[begin Entries]
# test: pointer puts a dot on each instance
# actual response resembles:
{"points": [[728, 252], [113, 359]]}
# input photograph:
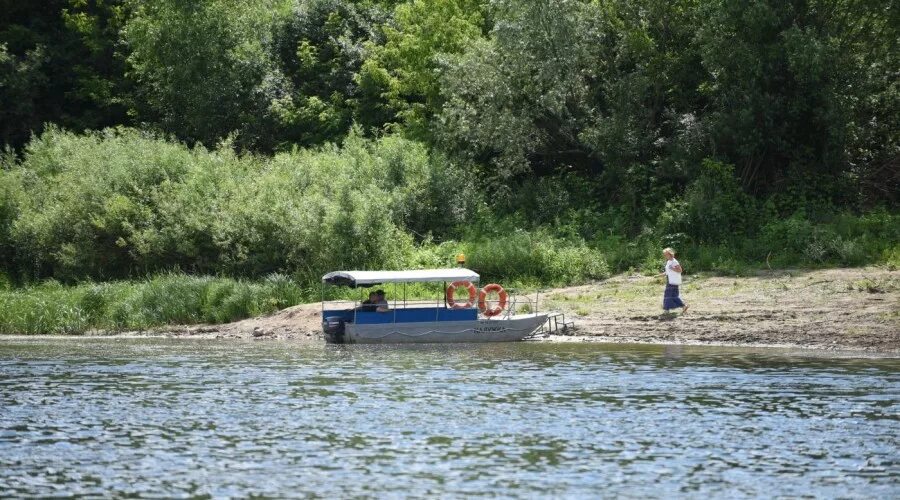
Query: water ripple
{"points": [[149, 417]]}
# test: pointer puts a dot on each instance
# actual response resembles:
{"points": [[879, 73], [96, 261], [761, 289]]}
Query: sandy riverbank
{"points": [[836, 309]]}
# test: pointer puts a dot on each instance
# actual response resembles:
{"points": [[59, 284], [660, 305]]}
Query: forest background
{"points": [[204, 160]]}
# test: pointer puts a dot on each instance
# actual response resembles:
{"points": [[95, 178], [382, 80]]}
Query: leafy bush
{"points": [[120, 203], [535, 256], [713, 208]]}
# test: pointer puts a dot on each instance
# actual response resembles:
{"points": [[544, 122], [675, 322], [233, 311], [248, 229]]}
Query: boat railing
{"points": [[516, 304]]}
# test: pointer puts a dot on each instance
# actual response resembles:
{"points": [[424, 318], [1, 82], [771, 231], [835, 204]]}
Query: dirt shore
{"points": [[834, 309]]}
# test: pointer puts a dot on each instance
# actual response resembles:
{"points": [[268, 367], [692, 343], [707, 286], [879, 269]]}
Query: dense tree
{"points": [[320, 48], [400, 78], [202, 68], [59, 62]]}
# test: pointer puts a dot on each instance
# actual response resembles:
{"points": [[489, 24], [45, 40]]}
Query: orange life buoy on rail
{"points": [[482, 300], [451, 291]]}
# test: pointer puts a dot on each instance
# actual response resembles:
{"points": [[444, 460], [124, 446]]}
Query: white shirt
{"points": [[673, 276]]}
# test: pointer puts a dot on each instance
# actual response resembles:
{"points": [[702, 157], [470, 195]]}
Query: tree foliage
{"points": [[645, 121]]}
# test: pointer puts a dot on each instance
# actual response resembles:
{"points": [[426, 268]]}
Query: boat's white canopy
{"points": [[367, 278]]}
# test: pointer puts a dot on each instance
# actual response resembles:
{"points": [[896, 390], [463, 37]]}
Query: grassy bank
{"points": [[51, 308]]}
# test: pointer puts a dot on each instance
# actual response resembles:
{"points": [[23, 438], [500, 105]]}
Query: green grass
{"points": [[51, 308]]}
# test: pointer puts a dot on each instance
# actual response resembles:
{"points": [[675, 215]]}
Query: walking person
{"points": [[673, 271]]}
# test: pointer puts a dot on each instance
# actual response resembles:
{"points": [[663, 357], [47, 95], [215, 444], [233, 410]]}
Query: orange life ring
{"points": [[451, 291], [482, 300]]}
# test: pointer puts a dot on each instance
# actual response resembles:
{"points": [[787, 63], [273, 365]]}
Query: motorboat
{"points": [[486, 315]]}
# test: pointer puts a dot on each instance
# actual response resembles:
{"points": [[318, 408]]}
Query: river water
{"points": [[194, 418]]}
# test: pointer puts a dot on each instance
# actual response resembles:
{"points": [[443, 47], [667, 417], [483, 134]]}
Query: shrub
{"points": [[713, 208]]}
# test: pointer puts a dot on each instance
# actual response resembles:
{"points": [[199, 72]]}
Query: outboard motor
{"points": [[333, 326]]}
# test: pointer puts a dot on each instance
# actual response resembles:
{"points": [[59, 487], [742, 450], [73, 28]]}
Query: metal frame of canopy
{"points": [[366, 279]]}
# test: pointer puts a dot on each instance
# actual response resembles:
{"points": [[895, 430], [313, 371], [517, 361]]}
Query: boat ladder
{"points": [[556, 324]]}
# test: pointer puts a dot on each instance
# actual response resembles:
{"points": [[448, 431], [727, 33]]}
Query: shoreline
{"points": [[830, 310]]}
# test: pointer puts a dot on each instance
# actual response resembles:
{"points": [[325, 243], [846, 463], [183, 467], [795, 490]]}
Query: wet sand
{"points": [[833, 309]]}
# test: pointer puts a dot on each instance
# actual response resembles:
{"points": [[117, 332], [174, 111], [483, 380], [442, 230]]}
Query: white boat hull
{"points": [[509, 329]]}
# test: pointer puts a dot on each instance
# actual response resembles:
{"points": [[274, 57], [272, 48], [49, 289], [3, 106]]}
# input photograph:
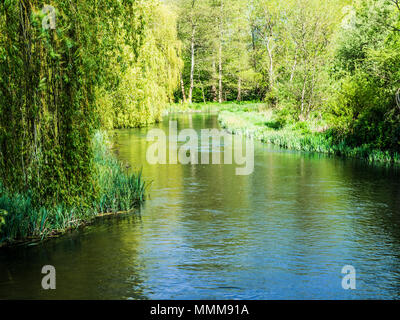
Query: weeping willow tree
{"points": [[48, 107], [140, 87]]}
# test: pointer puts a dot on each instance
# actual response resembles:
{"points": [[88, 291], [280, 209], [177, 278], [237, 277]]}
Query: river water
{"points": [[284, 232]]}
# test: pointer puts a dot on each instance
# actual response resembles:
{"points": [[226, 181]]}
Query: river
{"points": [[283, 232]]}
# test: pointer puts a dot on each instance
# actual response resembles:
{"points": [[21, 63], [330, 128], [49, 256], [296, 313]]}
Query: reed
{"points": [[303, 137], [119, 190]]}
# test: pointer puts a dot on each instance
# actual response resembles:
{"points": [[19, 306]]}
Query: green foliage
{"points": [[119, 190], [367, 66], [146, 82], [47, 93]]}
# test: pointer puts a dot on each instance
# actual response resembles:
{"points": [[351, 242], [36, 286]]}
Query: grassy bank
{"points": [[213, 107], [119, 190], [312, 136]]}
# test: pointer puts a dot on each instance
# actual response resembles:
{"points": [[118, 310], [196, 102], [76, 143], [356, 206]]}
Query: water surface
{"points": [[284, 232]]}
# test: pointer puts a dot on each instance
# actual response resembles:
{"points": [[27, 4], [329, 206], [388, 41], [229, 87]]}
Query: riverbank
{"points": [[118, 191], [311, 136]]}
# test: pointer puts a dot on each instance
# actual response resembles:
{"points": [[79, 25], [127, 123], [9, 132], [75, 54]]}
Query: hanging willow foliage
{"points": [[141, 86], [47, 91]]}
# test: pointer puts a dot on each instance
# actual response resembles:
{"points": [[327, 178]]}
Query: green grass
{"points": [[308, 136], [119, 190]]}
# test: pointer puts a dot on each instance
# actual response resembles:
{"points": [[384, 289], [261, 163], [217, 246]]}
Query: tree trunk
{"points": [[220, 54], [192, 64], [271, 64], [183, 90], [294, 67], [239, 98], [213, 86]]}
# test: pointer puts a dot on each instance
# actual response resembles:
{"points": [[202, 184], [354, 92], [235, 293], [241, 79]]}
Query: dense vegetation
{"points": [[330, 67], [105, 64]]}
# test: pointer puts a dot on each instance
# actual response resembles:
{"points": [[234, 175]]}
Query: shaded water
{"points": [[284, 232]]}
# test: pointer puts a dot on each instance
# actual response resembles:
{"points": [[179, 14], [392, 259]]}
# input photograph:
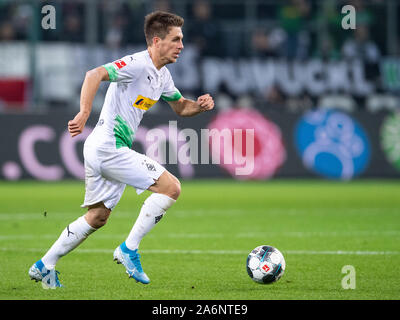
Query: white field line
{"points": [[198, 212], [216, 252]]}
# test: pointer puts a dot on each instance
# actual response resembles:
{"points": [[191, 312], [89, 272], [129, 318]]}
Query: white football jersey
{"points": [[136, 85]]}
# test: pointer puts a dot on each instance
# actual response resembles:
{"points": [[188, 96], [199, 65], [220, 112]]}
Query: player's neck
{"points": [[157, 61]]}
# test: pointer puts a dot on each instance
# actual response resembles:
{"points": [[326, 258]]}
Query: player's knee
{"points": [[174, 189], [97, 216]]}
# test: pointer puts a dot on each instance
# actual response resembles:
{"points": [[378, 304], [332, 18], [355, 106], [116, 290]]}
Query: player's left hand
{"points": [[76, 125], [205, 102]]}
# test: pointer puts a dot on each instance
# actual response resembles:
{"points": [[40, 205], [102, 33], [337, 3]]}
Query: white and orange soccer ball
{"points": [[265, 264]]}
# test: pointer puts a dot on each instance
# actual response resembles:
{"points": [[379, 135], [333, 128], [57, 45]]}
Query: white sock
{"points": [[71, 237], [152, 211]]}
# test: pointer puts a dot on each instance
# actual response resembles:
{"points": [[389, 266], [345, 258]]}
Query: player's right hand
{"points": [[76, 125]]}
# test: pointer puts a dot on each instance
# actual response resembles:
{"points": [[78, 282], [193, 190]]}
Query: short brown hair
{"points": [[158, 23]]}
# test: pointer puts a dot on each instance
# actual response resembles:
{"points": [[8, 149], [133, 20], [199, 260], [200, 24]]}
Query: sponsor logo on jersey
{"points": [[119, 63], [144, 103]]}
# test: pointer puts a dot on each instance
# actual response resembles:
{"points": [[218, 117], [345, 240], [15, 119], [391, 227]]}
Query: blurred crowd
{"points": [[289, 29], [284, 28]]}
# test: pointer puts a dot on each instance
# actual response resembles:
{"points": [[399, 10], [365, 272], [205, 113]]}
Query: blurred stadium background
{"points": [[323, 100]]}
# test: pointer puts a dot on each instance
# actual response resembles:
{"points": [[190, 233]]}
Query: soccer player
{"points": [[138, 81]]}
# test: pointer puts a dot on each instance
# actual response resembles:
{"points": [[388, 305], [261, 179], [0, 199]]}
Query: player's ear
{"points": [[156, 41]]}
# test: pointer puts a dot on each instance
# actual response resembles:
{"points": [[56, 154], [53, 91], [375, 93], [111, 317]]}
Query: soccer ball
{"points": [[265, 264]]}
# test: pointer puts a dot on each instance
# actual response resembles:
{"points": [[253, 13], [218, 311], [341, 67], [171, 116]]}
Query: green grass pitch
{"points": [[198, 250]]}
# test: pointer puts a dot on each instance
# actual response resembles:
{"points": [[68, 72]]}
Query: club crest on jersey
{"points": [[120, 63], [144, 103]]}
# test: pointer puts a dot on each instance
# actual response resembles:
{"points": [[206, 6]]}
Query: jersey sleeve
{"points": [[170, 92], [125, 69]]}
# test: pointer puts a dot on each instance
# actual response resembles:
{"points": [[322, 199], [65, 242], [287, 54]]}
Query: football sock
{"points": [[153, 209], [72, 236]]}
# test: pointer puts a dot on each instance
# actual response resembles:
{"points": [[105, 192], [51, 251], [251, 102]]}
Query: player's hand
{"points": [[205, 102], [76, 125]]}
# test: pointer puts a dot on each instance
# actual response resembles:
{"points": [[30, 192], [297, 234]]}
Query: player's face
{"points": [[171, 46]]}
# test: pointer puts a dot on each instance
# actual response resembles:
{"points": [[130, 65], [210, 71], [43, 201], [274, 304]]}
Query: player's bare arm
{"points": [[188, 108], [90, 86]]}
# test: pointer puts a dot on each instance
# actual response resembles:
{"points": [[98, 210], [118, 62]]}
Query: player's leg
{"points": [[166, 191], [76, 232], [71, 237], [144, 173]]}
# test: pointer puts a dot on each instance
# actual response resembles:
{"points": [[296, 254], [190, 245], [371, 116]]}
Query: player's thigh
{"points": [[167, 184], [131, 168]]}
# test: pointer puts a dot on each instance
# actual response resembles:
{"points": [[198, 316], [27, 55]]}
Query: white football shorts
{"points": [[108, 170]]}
[end Entries]
[begin Entries]
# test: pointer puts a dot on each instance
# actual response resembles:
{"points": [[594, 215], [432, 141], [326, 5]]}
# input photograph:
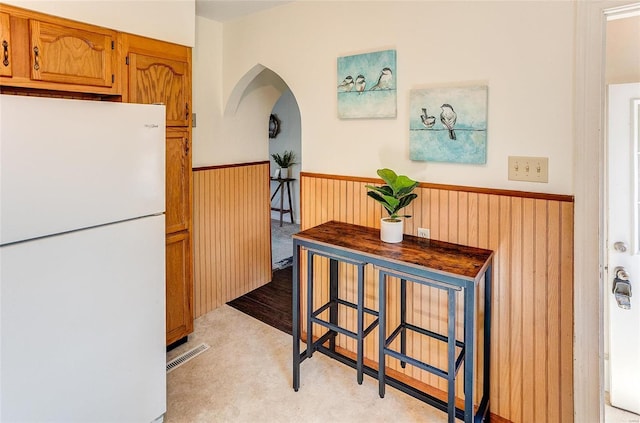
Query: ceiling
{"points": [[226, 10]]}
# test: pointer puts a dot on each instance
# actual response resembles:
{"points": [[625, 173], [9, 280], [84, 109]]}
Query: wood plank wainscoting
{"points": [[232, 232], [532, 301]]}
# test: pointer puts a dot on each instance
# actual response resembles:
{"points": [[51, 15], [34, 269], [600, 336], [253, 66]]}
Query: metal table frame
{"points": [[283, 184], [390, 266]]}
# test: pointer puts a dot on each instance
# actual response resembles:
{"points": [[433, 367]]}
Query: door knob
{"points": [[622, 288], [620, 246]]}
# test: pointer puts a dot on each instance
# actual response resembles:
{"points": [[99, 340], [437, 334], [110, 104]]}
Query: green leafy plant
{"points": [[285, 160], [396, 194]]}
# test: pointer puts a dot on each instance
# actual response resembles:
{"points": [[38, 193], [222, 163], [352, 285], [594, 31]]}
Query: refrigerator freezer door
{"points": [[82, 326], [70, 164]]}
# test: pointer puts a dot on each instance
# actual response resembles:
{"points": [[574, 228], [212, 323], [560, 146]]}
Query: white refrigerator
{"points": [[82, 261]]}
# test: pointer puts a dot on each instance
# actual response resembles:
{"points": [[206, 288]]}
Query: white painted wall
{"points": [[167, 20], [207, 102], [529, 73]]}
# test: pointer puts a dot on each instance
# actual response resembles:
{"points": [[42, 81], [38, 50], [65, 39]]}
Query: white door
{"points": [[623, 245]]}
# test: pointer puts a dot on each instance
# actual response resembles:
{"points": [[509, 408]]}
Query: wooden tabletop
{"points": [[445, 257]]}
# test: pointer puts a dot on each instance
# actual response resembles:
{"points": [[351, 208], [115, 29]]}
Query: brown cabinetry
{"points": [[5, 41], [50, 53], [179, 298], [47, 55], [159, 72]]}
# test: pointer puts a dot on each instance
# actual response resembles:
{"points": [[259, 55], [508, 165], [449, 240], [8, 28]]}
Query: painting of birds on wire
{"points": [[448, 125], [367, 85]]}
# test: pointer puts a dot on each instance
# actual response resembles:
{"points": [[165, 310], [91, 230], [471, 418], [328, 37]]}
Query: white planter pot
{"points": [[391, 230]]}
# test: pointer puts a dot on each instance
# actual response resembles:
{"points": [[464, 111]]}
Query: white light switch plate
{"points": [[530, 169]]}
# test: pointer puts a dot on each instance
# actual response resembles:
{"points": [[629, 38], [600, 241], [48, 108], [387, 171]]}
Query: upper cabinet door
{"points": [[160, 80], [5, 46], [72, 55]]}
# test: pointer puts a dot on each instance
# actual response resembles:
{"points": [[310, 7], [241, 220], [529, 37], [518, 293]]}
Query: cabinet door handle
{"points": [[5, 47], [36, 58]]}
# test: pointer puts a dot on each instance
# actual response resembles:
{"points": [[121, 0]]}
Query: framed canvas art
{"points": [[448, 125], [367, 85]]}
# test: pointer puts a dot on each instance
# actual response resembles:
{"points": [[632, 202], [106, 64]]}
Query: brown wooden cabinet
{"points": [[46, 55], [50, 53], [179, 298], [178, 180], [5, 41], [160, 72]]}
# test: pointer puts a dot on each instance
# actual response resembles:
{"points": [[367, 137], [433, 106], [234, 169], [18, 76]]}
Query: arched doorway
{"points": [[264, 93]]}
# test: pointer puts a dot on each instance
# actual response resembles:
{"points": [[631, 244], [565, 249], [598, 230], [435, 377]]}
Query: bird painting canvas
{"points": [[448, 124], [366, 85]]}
[end Entries]
[begin Entries]
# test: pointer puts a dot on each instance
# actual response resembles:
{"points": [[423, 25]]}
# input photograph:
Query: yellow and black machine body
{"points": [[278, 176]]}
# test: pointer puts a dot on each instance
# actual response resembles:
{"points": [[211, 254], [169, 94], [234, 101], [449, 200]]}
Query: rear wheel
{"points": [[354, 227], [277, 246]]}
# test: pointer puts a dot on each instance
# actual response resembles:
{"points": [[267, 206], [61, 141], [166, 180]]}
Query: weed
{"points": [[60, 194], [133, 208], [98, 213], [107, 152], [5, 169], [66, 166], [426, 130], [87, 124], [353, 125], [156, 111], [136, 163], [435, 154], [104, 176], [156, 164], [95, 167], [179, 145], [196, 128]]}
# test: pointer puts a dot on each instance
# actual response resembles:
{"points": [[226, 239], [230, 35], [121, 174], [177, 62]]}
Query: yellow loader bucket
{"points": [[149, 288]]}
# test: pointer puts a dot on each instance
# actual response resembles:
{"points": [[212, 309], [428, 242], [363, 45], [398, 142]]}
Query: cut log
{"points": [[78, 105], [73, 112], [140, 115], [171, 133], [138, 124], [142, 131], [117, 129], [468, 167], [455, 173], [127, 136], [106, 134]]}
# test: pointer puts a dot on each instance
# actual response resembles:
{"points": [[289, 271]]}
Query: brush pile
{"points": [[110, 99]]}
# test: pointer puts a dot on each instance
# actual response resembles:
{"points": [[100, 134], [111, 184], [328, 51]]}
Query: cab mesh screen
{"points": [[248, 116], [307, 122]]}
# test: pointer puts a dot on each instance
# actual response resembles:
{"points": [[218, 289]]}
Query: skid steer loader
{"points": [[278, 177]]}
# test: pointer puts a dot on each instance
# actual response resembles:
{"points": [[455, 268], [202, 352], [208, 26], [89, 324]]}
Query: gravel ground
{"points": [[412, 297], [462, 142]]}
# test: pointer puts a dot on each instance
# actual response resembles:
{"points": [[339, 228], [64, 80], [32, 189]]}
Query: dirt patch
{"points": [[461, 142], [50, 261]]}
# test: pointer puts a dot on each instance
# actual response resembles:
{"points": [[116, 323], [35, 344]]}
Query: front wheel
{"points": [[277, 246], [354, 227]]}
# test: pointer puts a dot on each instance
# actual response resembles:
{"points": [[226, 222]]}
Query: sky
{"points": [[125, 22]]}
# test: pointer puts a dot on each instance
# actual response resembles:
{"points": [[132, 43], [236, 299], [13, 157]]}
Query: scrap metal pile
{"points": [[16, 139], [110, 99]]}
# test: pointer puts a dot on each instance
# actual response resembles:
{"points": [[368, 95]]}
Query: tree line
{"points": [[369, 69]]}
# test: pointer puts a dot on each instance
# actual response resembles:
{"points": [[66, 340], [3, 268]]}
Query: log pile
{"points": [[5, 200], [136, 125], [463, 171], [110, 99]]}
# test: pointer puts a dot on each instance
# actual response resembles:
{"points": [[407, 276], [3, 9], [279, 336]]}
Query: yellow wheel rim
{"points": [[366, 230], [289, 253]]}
[end Entries]
* **Job**: Please pull out every line in the material above that contains the string "riverbank", with uppercase and lowercase treated as distinct.

* **Complete answer**:
Query: sandy riverbank
Query: riverbank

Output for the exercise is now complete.